• _Recorded data_:
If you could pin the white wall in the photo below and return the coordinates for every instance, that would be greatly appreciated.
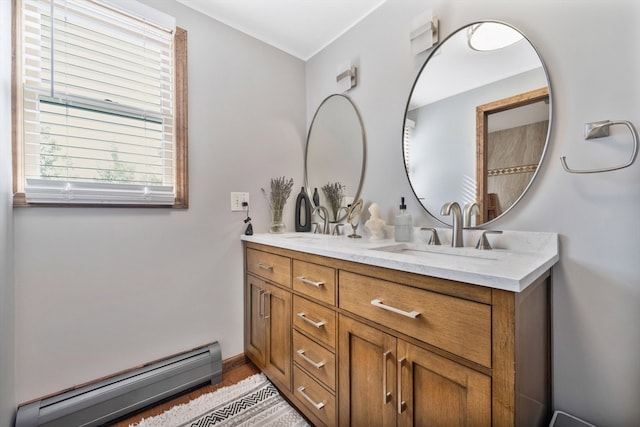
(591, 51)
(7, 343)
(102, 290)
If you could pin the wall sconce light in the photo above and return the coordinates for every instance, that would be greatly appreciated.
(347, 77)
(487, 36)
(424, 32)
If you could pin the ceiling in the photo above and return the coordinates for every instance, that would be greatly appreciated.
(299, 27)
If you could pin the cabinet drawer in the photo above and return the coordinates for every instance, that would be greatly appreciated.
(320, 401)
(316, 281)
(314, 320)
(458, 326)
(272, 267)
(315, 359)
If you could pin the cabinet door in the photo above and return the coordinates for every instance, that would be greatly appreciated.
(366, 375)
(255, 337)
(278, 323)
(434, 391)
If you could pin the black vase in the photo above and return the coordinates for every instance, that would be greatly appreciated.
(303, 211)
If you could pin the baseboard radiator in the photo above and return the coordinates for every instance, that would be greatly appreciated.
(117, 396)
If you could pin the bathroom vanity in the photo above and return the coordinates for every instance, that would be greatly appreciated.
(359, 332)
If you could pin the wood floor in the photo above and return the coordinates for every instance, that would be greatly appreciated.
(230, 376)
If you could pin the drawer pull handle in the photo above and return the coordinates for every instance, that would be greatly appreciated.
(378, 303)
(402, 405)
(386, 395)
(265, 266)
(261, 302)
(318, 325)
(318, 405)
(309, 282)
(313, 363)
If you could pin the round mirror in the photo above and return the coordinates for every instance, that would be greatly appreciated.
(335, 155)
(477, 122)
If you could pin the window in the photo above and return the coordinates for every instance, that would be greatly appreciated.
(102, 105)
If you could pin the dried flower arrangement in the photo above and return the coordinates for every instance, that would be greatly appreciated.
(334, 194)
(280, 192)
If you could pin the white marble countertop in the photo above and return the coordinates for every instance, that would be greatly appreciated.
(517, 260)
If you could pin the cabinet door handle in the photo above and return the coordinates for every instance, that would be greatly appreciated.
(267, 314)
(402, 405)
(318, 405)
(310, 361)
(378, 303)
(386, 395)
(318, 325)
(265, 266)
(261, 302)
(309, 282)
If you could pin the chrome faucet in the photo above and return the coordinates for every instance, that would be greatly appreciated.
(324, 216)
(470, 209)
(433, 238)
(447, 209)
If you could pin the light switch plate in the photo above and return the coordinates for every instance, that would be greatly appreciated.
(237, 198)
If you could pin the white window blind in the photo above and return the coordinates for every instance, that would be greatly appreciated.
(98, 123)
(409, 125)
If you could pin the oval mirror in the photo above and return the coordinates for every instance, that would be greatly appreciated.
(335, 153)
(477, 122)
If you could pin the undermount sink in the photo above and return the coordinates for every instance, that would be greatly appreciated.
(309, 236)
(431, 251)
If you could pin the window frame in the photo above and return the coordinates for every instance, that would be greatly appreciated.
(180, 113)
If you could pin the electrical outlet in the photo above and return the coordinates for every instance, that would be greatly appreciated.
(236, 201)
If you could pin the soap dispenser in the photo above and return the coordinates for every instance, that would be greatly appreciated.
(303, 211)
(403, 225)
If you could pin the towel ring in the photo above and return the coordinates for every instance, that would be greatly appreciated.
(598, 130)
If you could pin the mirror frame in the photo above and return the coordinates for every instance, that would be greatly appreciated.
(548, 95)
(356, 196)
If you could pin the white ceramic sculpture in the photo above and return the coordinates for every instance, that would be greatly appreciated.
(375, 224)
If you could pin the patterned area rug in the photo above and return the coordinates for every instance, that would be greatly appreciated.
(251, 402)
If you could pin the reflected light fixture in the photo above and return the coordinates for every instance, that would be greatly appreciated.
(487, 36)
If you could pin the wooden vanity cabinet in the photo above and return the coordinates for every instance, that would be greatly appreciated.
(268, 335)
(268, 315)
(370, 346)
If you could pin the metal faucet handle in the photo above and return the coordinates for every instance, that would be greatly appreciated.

• _Work required_: Output the lines above in full and exactly as given, omitting any pictures.

• _Solution for this task_:
If you could pin the white wall in the photo below and return the coordinates for every instance, that would be greatly appreciated.
(591, 51)
(7, 343)
(102, 290)
If you could pin the wall sconce light in the photo above and return the coordinates for every instance, that would be greatly appreciated.
(347, 77)
(487, 36)
(424, 32)
If you could pin the ceiling in the photo above and return the coordinates for every instance, that would be greatly appreciated.
(299, 27)
If you could pin the cabinet drawer in the photo above and return the coordinates for every instance, that would be greatly appreciated.
(320, 401)
(316, 281)
(314, 320)
(458, 326)
(272, 267)
(315, 359)
If you could pin the cabinet door in the photo above and return the coordinates for every instance, that would be greatly appreciated.
(366, 375)
(255, 337)
(278, 323)
(434, 391)
If you could pin the black vase in the photo above and return the coordinates for every instance, that would be greatly appreciated.
(303, 211)
If you could pin the baseboard radiator in the photo above and return the coordinates for every instance, that would be greatly appreciated.
(117, 396)
If you could pin the bathroom vanity in the photo above and return the coordinates for every instance, that would be greatly appreciated.
(359, 332)
If you could pin the wood floor in the photo above and return the coordinates for every instance, that would be greatly appreciated.
(230, 376)
If you could pin the drawer pull handle in the photo above and return the coordinates for every instance, that would be greatly appreciated.
(378, 303)
(402, 405)
(386, 395)
(265, 266)
(261, 302)
(318, 325)
(318, 405)
(309, 282)
(313, 363)
If you could pin the round mirror in the photo above and return the coordinates for every instance, that would be greatly appreciated.
(335, 155)
(477, 122)
If you could pin the window in the photo above and return the coordinates for every instance, that would be greatly appreciated.
(102, 105)
If you could pin the dried flower arrangement in the photo above and return the coordinates for every instance, that would be greatly appreciated.
(334, 194)
(280, 192)
If you could pin the white marble countertop in the photo above and return the coordinates for every instance, that would be greatly appreciated.
(517, 260)
If you could pin the cabinet door handle in the photo above and return the coordinates for every instance, that would be greatly appreciated.
(267, 314)
(402, 405)
(318, 405)
(310, 361)
(378, 303)
(386, 395)
(318, 325)
(265, 266)
(261, 302)
(309, 282)
If you could pin the chrome faucet in the photo above and return the coordinates for every instance, that would be greatly appreciated.
(324, 216)
(470, 209)
(433, 238)
(447, 209)
If you could pin the light switch plate in the photo above and return the coordinates for every instance, that would be greatly appreciated.
(237, 198)
If you could pin the white window blind in the photo above and return the coordinates for every instance, that would be greatly appreciated.
(98, 123)
(409, 125)
If you could pin the oval mirror in the photo above and return the coordinates for every instance, that would be greatly appreciated.
(335, 153)
(477, 122)
If you could pin the undermount sink in the photo above and return the coordinates for every instance, that would be greatly appreciated.
(309, 236)
(431, 251)
If you could pin the window frame in the photo above and return the coordinates for every instance, that would be greatly appreciated.
(180, 113)
If you could pin the electrical outlet in the photo above and return the coordinates for every instance, that would be greatly appreciated.
(236, 201)
If you could pin the soap dispenser in the photo above and return the coordinates for every instance, that would be greatly appreciated.
(303, 211)
(403, 225)
If you could pin the towel ring in the photo above and return the coordinates for every instance, that would be greatly appreciated.
(598, 130)
If you could pin the mirror frame in the photo above and return the coordinates for every instance, that would be greatly appreciated.
(548, 95)
(356, 196)
If you could pin the white ceramic sculpture in the photo above and return the coordinates for every instance, that would be greatly appreciated.
(375, 224)
If you could pin the patterned area rug in the photo above and return the coordinates for every instance, that would be greatly appreciated.
(251, 402)
If you could pin the reflected light fixture in the photo above and return the coordinates for every instance, that would be greatly appreciated.
(487, 36)
If you could pin the wooden vanity cabinet in the photo above and return the coordinates for every instance, that would be greatly appreciated.
(268, 335)
(268, 315)
(370, 346)
If you could pin the metal faucet handle in the photo above and return the coordinates for every instance, that would be greatly appreciated.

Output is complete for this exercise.